[What is asked]: Reproduce all of the following records word for word, line by line.
━━━━
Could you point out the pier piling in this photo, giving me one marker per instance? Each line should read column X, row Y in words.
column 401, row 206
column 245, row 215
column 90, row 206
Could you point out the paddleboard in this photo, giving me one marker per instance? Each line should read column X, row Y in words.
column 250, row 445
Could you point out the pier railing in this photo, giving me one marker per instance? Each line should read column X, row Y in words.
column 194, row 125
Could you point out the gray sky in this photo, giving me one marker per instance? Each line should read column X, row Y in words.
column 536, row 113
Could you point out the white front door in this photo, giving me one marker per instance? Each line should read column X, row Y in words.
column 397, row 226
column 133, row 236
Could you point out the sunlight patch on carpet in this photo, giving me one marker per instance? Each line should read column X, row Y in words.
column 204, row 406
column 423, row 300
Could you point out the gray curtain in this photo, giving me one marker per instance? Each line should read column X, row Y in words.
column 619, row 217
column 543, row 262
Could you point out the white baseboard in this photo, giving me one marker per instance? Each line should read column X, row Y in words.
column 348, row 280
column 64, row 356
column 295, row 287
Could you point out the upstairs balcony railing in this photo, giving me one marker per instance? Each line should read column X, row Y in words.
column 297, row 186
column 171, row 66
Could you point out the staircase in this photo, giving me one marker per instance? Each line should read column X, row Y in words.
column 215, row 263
━━━━
[Written solution]:
Could you point out the pier piling in this photo, giving me one marker per instance? Each line should read column X, row Y in words.
column 401, row 206
column 245, row 215
column 90, row 206
Could you point out the paddleboard in this photo, giving me one marker per instance? Each line should read column X, row Y in words.
column 250, row 445
Could you point out the pier railing in this photo, giving me one marker per instance? Each line should read column X, row Y in words.
column 194, row 125
Could you point out the gray sky in this photo, giving me one marker per instance? Each line should read column X, row Y in words.
column 536, row 113
Could you point out the white front door in this photo, giving me one marker per instance? Each line should read column X, row Y in words.
column 397, row 226
column 133, row 236
Could you point out the sunlight patch on carpet in this photo, giving me one marker per instance? Each line should read column X, row Y in words.
column 204, row 406
column 423, row 300
Could you point out the gray curtain in this photo, giving me one marker per instance? Each line should read column X, row Y in words.
column 619, row 217
column 543, row 262
Could you point out the white baseboard in this photo, giving me one marker per instance? Each line should read column X, row Y in words.
column 348, row 280
column 64, row 356
column 295, row 287
Could you point out the upstairs balcony railing in this photo, giving me one marker per instance? Each line should read column X, row Y in words.
column 297, row 186
column 171, row 66
Could you point out the staircase in this photo, giving me one marker per instance? Each line should read column X, row Y in words.
column 215, row 263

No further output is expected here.